start Data

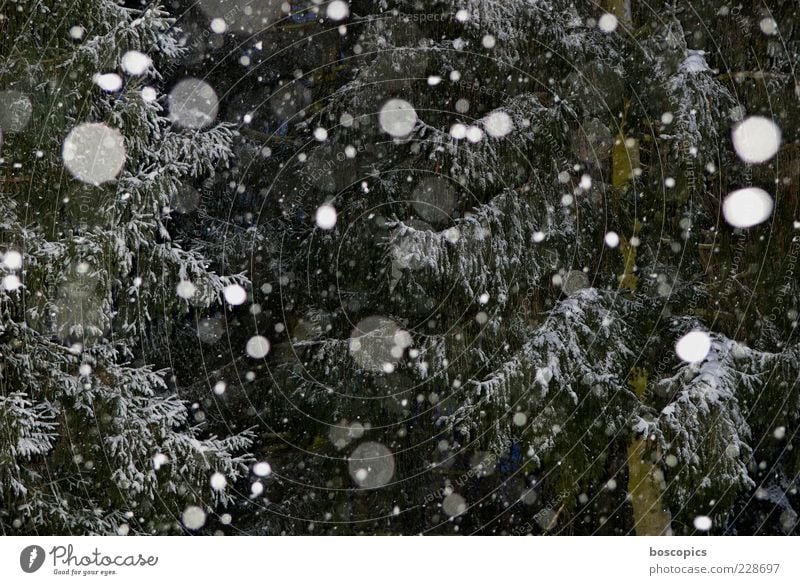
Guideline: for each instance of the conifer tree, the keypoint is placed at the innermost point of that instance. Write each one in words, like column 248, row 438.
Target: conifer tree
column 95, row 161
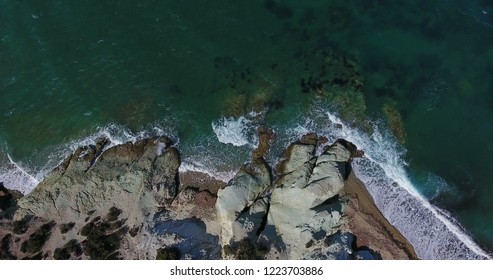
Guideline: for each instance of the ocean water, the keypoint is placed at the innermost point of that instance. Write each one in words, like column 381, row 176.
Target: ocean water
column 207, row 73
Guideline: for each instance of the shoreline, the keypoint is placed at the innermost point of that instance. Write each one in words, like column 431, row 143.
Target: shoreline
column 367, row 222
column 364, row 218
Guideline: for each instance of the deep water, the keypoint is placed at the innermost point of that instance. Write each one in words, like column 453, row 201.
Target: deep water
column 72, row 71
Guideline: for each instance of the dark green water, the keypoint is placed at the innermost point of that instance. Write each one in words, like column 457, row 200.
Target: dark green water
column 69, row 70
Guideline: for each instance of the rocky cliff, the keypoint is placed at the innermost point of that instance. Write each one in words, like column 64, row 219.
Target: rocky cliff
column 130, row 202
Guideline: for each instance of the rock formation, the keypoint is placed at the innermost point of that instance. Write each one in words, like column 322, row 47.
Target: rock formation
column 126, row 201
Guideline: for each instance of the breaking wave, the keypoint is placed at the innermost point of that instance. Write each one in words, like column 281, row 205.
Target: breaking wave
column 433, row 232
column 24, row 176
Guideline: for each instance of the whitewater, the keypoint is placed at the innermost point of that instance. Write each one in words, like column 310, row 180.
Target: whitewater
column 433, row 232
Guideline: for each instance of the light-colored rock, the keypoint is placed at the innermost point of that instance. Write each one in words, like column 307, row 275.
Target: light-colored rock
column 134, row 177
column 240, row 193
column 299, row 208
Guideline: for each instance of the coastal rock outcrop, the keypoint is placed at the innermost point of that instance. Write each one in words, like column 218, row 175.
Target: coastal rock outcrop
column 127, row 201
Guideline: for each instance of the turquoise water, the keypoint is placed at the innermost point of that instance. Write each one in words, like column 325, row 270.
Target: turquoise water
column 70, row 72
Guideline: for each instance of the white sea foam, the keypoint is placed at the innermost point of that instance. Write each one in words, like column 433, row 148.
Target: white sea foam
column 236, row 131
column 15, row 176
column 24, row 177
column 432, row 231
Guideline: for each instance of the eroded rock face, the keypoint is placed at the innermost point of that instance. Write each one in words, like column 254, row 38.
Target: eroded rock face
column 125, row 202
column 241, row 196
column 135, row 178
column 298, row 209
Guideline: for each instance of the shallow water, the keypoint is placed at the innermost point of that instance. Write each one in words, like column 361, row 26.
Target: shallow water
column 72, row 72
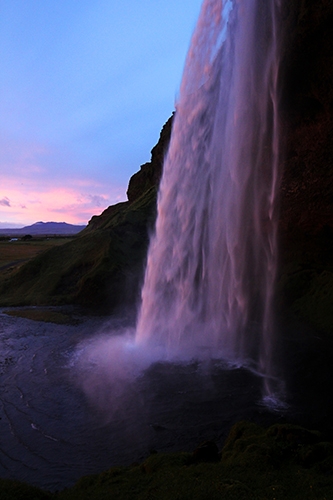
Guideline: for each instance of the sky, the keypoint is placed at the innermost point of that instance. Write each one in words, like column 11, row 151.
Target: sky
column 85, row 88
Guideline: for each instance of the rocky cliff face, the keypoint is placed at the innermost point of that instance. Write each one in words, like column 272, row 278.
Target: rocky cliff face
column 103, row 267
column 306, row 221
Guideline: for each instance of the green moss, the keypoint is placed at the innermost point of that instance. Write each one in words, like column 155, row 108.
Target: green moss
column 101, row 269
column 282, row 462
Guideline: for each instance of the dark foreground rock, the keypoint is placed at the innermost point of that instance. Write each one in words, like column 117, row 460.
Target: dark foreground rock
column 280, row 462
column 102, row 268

end Data

Exercise objective – Reproduce every record above word for word, omitting the pictures.

Answer in full –
Guideline: for each instance of the conifer tree, the keypoint is placed at the innermost point of that instance. Write each one in words, like column 248, row 438.
Target: conifer tree
column 95, row 161
Guideline: for each instance of the ocean water, the keypoint is placed at the innermost point of that instance. Write each one in words, like column 381, row 176.
Target: ocean water
column 207, row 73
Guideline: for each instance of the shoreline, the keypoint is placed at the innermost point of that instance. Write each one in words, like column 431, row 143.
Target: shoreline
column 367, row 222
column 364, row 218
Guideline: for each instance of the deep water, the keypoint is placed at the innermost point of that instance. Write each one in words, like column 453, row 201.
Target: deep water
column 72, row 71
Guideline: for each instance of the dark green water, the keypoint is placed at the innermost point of that instance. Write each one in words, like column 457, row 200.
Target: dark green water
column 69, row 70
Guideline: for each instance of the rocky cliff, the keypoint is placed at the innermost point of that instance. Write each one in words, like column 64, row 219.
Target: rocky cliff
column 130, row 202
Guideline: for each instance of the rock formation, the keypoint is placed at the innermost point of that instance. Write each one in words, like column 322, row 47.
Target: rock formation
column 126, row 201
Guideline: for each instance of the breaking wave, the keypoint is placed at the innermost point of that instance. Write each one in words, like column 281, row 205.
Target: breaking wave
column 433, row 232
column 24, row 176
Guideline: for each instance of the whitewater, the keypoint is placed at the innermost point of that instance. Write each one in words, like column 310, row 180.
Target: whitewater
column 433, row 232
Guideline: for each instance of the light-colored rock, the keypoint is placed at the innermost point of that instance. Write each one in words, like column 307, row 275.
Target: light-colored rock
column 134, row 177
column 240, row 193
column 299, row 208
Guideline: for each instance of the coastal rock outcrop, the keypoint is placed at the innermost point of that instance. Write each one in words, like column 218, row 175.
Target: coastal rock outcrop
column 127, row 201
Guideline: for each instance of the turquoise water, the keypoint is placed at the innermost point of that instance. Write each one in words, like column 325, row 270.
Target: turquoise water
column 70, row 72
Guideline: for each instance of the white sea foam, the keypoint is placed at the innermost point of that instance. Write each one in words, like column 433, row 148.
Target: white sea foam
column 236, row 131
column 15, row 176
column 24, row 177
column 432, row 231
Guideline: for each instance of the eroded rock face, the keypoint is placed at the innermost point of that instance. Write each one in words, like column 254, row 38.
Target: eroded rock face
column 125, row 202
column 241, row 196
column 135, row 178
column 298, row 209
Guideline: for each instance of the shallow water, the keypoint is placed at the innermost point of that instance. Write each one in words, like column 361, row 26.
Target: shallow water
column 72, row 72
Guideline: for each instance of the sky, the keypoint is placed at the innermost point of that instance. Write each one in words, like column 11, row 151.
Target: sky
column 85, row 88
Guideline: for each instance of the rocky cliff face, the keypoint is placed at the innermost point of that instance. Write each one in words, like column 272, row 278.
Target: rocky cliff face
column 103, row 267
column 306, row 221
Guideline: for each instance of the green moss, the keypoint is placed at the innermost point of that instance. Write each one in words, like column 155, row 108.
Target: green moss
column 101, row 269
column 282, row 462
Guideline: for each instance of the dark foreground rock, the keypoint is placed at the innermost point of that instance. Write each one in words, like column 117, row 460.
Target: dark foreground rock
column 280, row 462
column 102, row 268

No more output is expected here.